GOAL. Update the listing from its start to the line with "point(569, 122)", swapping "innermost point" for "center point" and keeping everything else the same.

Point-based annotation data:
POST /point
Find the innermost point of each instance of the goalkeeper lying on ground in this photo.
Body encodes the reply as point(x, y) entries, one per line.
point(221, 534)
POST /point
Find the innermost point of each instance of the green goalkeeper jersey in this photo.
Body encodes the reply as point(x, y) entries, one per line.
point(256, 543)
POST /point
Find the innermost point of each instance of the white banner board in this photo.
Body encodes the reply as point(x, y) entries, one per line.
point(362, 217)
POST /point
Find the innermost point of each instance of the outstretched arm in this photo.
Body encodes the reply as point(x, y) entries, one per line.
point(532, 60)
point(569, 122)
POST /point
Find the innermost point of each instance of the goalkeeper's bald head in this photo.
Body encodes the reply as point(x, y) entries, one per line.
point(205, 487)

OUTPUT OF THE EXERCISE.
POST /point
Find the center point of each instance of the goalkeeper lying on ground in this photo.
Body encodes the reply as point(x, y) entries, one per line.
point(221, 534)
POST /point
Find the center point of each instance of the green goalkeeper jersey in this photo.
Body encodes the reply as point(x, y) entries, one per line.
point(256, 543)
POST /point
Find the center point of each instance of the white banner board in this photo.
Body encodes the reply as point(x, y) entries, one per line.
point(362, 217)
POST /point
Find the center point of each instance of the outstretched arm in this photo.
Body encodes the reply as point(x, y) entries, one per line.
point(532, 60)
point(569, 122)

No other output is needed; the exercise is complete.